### Given instruction
In the text below, what was the first book read aloud in the nightly reading habit?

### Text provided
==*==
Documenting Discoveries
I've always liked the idea of a porquipine quill pen and old paper notebook binded with a leather cover. It appeals to that frontier adventurer within me. The tan pants and a feather hat. Long tangled dirty blond hair waving in the wind as I sit atop a hill overlooking rivers, sloughs, and untouched land. A big white canvas tent where I can visit to document my findings. Sleep on a worn cot with a woodstove fueled by small twigs and pinecones. I like the idea of seeing things never seen before. Finding animals previously undiscovered. Drawing birds, naming fish, placing dead butterflies in a glass box. I would love to find new things. Step into a world human's haven't had the chance to destroy. How magical that would be. To drink water from an unpoluted stream. To run barefoot without the worry of a rusty nail. Perhaps we could create that world again. Not just in our imagination, but on the very earth we live. A clean place. A healthy place. A place of rediscovered beauty.
Reading Like My Mother
My darling and I have made a wonderful habit of reading aloud each night. We just finished our very first book. Every evening I sat on the couch in the silent Alaskan nights next to our woodstove and read "Where The Red Fern Grows". My mother read this book to me many times as a child. It holds the bittersweet memories of Illinois nights. I loved the evenings on our front porch in my barefeet listening to my mothers voice atune to the crickets and frogs in the background. I can't help but take pride in the fact that I mimick the childhood memories of my mother's actions. It's a beautiful thought. And when I ended the story so beautifully written I, like my mother, began to cry. My darling, being the wonderful man he is, comforted me. And I smiled and laughed at my sensative nature the same way my mother did. It was a wonderful moment. A feeling of maturity and my entire childhood all wrapped into one. A simple reminder of how every part of this world in it's own little way connects to the next.
Adventuring With Maps
Maps intrigue me. Although I would much rather go off and wonder in the real world, on a rainy day I truly love to pull out a map and adventure on paper. There are so many places I hope to see someday. England, Scotland, Whales, Ireland, France, Spain, Sweden, Germany, South Africa, Aulstralia. I could ramble on forever on the subject. Maps are my gateway to imagination. Targetting the waterways and country roads of far away lands. And in a way they give me the chance to run recklessly through a place my feet have never touched. I see the mountains, the seashores, the grasslands and praries. It's a sight to behold in the back of my mind. The only trip I can take until my coins add up. And how precious the mind can be when running your fingers across an old ripped forgotten map. In a way the places it portrays is enough to suffice one's need for a walk in unknown places. My fingers trace the footsteps I will someday take. Promoting dreams and goals that my heart yearns to make come true.
Fate Goes Fate's Way
Seeing as though this wonderful earth chooses it's own path for me, I don't quite believe in walking by myself anymore. I've just come to realize fate has a plan for me. I'll know when I know and things will always turn out fine. Granted, I let my life go as it pleases. I've given up on control quite sometime ago. I don't really have any. No one does. So why bother with pretending like everything is going as I planned? Nothing is going as I planned. Had anyone asked me as a child where I would end up, I would have confidently said as a famous actress in Hollywood. I would reside in a big house in a big city with a big lot of money. And yet here I am. In a small caravan, in a small village, with a terribly small collection of coins. But amongst all of those opposites, I am happy. Yes, nothing went the way I had hoped. Nothing went the way I had planned. I would have gone to school, but I found knowledge through nature and books. I would have gotten rich, but I found wealth in harmony and simple things. I would have done many things, but life wouldn't let me. I wouldn't have been happy, but life wouldn't let that happen. Life didn't take the road I drew, it took the path to happiness.
==*==
### Listed records
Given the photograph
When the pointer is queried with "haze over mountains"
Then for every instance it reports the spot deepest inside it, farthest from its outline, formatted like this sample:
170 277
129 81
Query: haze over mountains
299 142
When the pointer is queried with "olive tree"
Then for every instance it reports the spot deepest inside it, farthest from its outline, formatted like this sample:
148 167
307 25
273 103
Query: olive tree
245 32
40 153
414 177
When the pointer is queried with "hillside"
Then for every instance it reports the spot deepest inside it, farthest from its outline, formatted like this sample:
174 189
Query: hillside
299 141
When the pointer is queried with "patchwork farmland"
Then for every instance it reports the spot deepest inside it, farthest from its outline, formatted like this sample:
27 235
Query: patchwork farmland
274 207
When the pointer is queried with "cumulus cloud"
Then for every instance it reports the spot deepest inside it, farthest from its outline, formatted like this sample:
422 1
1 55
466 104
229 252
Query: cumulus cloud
==*==
### Response
"Where The Red Fern Grows".